[[ Task inputs open ]]

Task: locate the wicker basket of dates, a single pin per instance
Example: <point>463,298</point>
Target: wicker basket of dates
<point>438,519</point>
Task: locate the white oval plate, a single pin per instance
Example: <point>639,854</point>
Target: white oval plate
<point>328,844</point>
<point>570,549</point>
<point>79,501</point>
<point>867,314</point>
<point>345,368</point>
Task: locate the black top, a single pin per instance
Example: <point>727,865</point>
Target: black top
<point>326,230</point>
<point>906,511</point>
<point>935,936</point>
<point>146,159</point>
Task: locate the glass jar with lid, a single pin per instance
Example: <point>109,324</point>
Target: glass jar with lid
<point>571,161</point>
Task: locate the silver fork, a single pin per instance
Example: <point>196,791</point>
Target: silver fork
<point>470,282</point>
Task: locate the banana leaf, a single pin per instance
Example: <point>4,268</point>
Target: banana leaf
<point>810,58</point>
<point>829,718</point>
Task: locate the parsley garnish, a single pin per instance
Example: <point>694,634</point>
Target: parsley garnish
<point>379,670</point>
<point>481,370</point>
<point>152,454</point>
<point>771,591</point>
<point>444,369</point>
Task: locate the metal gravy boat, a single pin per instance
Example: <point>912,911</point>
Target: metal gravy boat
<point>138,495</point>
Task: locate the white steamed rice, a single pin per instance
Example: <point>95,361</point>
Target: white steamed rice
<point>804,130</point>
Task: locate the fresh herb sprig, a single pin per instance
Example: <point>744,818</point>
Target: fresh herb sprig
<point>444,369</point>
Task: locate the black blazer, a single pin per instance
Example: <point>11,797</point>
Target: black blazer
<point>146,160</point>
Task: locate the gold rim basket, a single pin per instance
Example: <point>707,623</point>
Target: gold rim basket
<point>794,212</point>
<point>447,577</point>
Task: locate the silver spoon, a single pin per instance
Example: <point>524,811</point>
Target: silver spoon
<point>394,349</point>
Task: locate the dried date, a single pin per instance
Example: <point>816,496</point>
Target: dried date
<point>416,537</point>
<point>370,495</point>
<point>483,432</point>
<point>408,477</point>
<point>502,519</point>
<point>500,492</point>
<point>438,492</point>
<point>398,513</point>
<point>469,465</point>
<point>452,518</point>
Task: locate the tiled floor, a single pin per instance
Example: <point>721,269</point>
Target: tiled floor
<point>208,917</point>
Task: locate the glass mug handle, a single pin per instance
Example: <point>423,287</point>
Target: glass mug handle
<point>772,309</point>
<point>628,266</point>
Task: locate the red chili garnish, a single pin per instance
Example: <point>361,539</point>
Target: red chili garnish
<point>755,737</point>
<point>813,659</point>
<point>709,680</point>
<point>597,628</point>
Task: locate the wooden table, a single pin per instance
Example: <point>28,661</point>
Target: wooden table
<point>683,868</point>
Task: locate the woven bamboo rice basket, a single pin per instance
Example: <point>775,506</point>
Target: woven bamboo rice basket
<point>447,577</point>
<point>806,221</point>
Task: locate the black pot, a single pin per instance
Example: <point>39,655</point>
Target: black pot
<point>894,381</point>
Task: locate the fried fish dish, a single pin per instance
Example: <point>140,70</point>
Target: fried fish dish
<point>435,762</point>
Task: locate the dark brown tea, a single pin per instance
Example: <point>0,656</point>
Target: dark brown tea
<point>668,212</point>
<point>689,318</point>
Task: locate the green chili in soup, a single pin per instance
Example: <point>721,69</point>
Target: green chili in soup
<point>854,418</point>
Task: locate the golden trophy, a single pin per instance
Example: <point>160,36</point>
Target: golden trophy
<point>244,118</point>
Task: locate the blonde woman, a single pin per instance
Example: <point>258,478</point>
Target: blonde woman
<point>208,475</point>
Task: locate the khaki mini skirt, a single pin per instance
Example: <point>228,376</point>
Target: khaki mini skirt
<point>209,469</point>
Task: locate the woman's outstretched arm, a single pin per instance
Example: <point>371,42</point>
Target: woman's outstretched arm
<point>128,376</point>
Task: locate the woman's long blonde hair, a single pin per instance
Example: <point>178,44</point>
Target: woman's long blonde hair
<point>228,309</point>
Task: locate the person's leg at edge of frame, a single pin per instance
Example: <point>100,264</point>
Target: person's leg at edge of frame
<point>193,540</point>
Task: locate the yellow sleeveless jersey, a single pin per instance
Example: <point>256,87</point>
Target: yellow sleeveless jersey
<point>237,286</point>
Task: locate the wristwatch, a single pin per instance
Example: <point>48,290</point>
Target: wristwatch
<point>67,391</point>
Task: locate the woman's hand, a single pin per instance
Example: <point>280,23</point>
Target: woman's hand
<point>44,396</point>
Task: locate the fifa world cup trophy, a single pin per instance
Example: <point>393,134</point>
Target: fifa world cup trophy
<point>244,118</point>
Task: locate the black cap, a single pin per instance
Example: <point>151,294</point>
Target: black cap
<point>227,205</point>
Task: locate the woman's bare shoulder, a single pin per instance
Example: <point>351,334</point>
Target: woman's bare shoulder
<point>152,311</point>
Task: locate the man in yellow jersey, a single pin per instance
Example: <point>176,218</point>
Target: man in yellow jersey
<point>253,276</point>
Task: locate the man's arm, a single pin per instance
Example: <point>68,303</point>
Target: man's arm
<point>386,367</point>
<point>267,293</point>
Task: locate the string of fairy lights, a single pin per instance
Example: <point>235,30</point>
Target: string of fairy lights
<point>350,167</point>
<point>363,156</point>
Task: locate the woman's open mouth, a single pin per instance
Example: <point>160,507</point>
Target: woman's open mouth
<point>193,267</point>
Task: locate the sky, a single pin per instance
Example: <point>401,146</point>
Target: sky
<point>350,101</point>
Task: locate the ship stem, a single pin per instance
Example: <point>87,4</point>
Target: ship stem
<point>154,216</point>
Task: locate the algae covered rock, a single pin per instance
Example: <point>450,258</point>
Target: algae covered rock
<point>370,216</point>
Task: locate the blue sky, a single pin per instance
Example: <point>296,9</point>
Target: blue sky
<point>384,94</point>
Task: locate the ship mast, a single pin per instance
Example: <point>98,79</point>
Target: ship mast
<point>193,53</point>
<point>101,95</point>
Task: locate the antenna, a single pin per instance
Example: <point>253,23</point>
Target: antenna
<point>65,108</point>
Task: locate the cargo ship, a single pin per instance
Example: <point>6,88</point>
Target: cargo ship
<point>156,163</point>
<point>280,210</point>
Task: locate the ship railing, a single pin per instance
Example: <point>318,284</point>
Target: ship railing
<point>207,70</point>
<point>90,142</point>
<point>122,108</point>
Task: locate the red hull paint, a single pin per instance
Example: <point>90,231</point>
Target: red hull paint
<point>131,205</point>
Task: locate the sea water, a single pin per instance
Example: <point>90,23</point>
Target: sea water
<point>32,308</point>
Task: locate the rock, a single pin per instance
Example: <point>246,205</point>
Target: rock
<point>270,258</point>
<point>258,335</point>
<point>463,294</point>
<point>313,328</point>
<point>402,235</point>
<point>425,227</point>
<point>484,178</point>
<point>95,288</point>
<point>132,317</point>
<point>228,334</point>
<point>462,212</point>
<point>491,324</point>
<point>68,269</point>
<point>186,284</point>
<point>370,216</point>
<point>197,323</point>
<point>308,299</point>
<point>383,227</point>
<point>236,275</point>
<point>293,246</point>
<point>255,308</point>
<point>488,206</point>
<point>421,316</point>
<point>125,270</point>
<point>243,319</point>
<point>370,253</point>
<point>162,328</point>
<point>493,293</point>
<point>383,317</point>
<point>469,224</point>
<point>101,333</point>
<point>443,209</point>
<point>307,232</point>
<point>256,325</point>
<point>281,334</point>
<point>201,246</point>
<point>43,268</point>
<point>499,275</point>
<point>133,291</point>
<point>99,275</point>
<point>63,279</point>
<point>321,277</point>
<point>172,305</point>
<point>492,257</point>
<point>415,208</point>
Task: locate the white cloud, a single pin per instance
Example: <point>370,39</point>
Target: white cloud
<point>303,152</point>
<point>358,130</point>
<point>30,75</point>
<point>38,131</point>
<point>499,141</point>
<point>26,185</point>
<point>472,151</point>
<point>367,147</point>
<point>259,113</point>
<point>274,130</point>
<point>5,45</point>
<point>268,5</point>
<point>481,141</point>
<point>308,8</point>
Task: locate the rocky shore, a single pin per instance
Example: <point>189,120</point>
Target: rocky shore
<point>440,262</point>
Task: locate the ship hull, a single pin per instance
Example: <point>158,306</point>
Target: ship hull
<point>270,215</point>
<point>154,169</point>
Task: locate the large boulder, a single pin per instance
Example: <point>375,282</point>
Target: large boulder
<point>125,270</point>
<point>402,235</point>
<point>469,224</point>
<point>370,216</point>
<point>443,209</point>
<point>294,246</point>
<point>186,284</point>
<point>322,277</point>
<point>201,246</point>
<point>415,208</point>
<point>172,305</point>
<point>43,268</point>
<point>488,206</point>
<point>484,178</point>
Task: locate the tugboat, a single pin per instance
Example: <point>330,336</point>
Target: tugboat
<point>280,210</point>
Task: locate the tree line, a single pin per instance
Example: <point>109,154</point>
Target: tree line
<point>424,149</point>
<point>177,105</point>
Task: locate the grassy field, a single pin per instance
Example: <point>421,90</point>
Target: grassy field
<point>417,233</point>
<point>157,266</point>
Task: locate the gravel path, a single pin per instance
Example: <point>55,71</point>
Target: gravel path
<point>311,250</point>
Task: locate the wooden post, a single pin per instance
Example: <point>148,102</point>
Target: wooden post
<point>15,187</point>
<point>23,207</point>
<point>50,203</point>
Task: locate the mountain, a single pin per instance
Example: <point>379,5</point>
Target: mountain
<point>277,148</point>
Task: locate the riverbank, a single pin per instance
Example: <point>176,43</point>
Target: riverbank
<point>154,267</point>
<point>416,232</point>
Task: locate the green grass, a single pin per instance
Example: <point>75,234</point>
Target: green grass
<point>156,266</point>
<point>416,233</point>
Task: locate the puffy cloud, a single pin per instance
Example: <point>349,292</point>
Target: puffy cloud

[[ Task inputs closed ]]

(Work instruction) Only one stretch of the entries above is wanted: the lines from the one containing "Task: locate the fresh" through the one containing "Example: <point>707,623</point>". Please reproduce it exactly.

(Written answer)
Task: locate the fresh herb sprig, a single pin per instance
Example: <point>744,818</point>
Target: fresh herb sprig
<point>444,369</point>
Task: locate the black blazer, a single pin per instance
Example: <point>11,797</point>
Target: black blazer
<point>146,160</point>
Task: locate the gold rim basket, a single pin per instance
Example: <point>707,623</point>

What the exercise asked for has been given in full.